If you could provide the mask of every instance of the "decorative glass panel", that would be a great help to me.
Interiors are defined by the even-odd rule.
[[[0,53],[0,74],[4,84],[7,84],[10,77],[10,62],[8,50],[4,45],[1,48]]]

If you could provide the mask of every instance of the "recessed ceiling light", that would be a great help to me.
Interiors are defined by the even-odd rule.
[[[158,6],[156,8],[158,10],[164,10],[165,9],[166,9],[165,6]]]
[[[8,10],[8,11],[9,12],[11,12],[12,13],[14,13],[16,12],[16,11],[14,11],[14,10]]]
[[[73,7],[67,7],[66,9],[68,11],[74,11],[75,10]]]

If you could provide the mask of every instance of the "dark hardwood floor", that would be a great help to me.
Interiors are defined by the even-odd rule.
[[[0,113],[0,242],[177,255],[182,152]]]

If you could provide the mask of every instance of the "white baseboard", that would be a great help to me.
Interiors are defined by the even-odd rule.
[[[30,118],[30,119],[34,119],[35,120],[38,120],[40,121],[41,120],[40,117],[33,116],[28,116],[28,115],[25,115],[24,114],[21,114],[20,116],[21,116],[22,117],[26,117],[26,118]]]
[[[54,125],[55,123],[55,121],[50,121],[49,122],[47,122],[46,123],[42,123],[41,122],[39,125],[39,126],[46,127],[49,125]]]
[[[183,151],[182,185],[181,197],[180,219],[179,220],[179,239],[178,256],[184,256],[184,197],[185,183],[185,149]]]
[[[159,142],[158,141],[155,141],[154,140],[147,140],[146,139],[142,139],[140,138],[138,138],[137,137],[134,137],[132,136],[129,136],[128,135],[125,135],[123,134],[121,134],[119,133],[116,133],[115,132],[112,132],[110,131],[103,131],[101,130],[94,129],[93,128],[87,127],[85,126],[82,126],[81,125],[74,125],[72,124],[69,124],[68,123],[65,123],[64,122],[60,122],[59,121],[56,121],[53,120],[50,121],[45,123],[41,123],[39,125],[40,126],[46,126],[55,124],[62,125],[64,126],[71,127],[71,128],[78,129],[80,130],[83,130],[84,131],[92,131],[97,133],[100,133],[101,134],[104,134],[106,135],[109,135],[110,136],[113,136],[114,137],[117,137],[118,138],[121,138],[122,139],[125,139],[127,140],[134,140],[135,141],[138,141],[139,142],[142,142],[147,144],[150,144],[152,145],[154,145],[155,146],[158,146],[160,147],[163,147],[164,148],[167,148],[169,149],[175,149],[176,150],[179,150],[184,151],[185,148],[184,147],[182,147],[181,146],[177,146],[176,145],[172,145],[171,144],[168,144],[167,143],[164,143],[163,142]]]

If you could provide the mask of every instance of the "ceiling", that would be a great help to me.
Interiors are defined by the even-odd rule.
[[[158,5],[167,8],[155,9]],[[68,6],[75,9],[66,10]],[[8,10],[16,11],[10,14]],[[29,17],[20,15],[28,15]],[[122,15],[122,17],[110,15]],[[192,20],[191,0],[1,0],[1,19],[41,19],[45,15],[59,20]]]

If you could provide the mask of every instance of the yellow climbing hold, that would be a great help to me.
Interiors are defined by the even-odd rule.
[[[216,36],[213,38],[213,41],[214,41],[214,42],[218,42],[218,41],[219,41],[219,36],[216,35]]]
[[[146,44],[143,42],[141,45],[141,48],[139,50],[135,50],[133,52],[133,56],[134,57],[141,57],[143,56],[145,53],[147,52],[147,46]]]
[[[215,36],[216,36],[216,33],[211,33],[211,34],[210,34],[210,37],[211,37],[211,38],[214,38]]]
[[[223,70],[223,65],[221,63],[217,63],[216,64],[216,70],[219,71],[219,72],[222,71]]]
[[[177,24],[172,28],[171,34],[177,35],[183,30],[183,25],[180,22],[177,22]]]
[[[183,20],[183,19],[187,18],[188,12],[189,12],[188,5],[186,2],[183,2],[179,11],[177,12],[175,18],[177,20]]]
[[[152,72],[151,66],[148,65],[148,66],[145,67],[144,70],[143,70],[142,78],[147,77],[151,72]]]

### Problem to solve:
Put every line of the items above into a Markdown table with a Row column for the row number and a Content column for the line itself. Leave out the blank lines.

### Output for this task:
| Row | Content |
|---|---|
| 1 | If you could provide the mask of every instance of the "decorative glass panel", that would be a great help to me. |
| 2 | Interiors are defined by the even-odd rule. |
| 3 | [[[0,53],[0,74],[4,84],[7,84],[10,77],[10,62],[8,50],[4,45],[1,48]]] |
| 4 | If you could provide the mask of every instance of the "recessed ceiling light", that would be a great help to me. |
| 5 | Interiors are defined by the even-odd rule. |
| 6 | [[[158,6],[156,8],[158,10],[164,10],[165,9],[166,9],[165,6]]] |
| 7 | [[[8,10],[8,11],[9,12],[11,12],[12,13],[14,13],[16,12],[16,11],[14,11],[14,10]]] |
| 8 | [[[73,7],[67,7],[66,9],[68,11],[74,11],[75,10]]] |
| 9 | If you could provide the mask of every instance of the "dark hardwood floor", that would be a great help to me. |
| 10 | Interiors are defined by the even-odd rule. |
| 11 | [[[0,113],[0,242],[177,255],[182,152]]] |
| 12 | If you could provide the mask of every instance of the "white baseboard", that would be a great help to me. |
| 13 | Interiors are defined by the even-odd rule. |
| 14 | [[[30,118],[30,119],[34,119],[35,120],[38,120],[40,121],[41,120],[40,117],[33,116],[28,116],[28,115],[25,115],[24,114],[21,114],[20,116],[21,116],[22,117],[26,117],[26,118]]] |
| 15 | [[[54,125],[55,123],[55,121],[50,121],[49,122],[47,122],[46,123],[42,123],[41,122],[39,125],[39,126],[46,127],[49,125]]] |
| 16 | [[[183,151],[182,185],[181,197],[180,219],[179,220],[179,239],[178,256],[184,256],[184,197],[185,183],[185,149]]] |
| 17 | [[[159,142],[158,141],[155,141],[154,140],[147,140],[146,139],[142,139],[140,138],[138,138],[137,137],[134,137],[132,136],[129,136],[128,135],[125,135],[123,134],[121,134],[119,133],[116,133],[115,132],[112,132],[110,131],[103,131],[101,130],[94,129],[93,128],[87,127],[85,126],[82,126],[81,125],[74,125],[72,124],[69,124],[68,123],[65,123],[64,122],[60,122],[59,121],[56,121],[53,120],[50,121],[45,123],[41,123],[39,125],[40,126],[46,126],[55,124],[62,125],[64,126],[71,127],[71,128],[78,129],[80,130],[83,130],[84,131],[92,131],[97,133],[100,133],[101,134],[104,134],[106,135],[109,135],[110,136],[113,136],[114,137],[117,137],[118,138],[121,138],[122,139],[125,139],[127,140],[134,140],[135,141],[138,141],[139,142],[142,142],[147,144],[150,144],[152,145],[154,145],[155,146],[158,146],[160,147],[163,147],[164,148],[167,148],[169,149],[175,149],[176,150],[179,150],[184,151],[185,148],[184,147],[182,147],[181,146],[177,146],[176,145],[172,145],[171,144],[168,144],[167,143],[164,143],[163,142]]] |
| 18 | If you could provide the mask of every instance of the "ceiling", that would be a great help to me. |
| 19 | Interiors are defined by the even-odd rule. |
| 20 | [[[158,5],[167,8],[155,9]],[[68,6],[75,9],[66,10]],[[8,10],[16,11],[10,14]],[[29,17],[20,15],[28,15]],[[122,15],[122,17],[110,15]],[[192,20],[191,0],[1,0],[1,19],[41,19],[45,15],[59,20]]] |
| 21 | If you could provide the mask of every instance of the yellow climbing hold, that would be a great help to me. |
| 22 | Interiors are defined by the even-odd rule. |
| 23 | [[[216,36],[213,38],[213,41],[214,41],[214,42],[218,42],[218,41],[219,41],[219,36],[216,35]]] |
| 24 | [[[146,44],[143,42],[141,45],[141,48],[139,50],[135,50],[133,52],[133,56],[134,57],[141,57],[143,56],[145,53],[147,52],[147,46]]] |
| 25 | [[[215,36],[216,36],[216,33],[211,33],[211,34],[210,34],[210,37],[211,37],[211,38],[214,38]]] |
| 26 | [[[223,70],[223,65],[221,63],[217,63],[216,64],[216,70],[219,71],[219,72],[222,71]]] |
| 27 | [[[177,24],[172,28],[171,34],[177,35],[183,30],[183,25],[180,22],[177,22]]] |
| 28 | [[[183,20],[183,19],[187,18],[188,12],[189,12],[188,5],[186,2],[183,2],[179,11],[177,12],[175,18],[177,20]]] |
| 29 | [[[152,72],[151,66],[148,65],[148,66],[145,67],[144,70],[143,70],[142,78],[147,77],[151,72]]] |